■ INSTRUCTIONS TO FOLLOW
Turn every line of the records below into a numbered list, skipping blank lines and leaving out the pictures.

-------- SUPPLIED ENTRIES

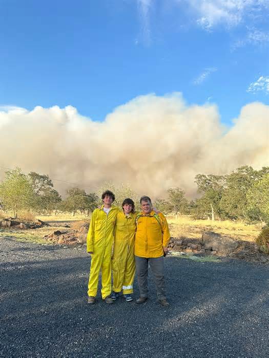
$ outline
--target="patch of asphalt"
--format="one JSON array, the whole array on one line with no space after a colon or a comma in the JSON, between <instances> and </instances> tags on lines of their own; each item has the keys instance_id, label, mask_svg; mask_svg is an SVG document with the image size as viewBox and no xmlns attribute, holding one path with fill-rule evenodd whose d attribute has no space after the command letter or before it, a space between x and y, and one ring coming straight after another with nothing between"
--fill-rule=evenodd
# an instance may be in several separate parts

----------------

■ THE COMPLETED TASK
1. $ outline
2. --target="patch of asphalt"
3. --format="one JSON array, the whole array on one line with no space after a colon or a comma in the JSON, between <instances> and </instances> tags on lines of their own; each item has the keys instance_id, label, mask_svg; mask_svg is an SVG document with the image size as viewBox and no xmlns attribute, holding one path with fill-rule evenodd whose d attribute has no space after the command letter or before it, a space between x and y, and one ring coming straight after another with nothing between"
4. --fill-rule=evenodd
5. # an instance may be in several separate parts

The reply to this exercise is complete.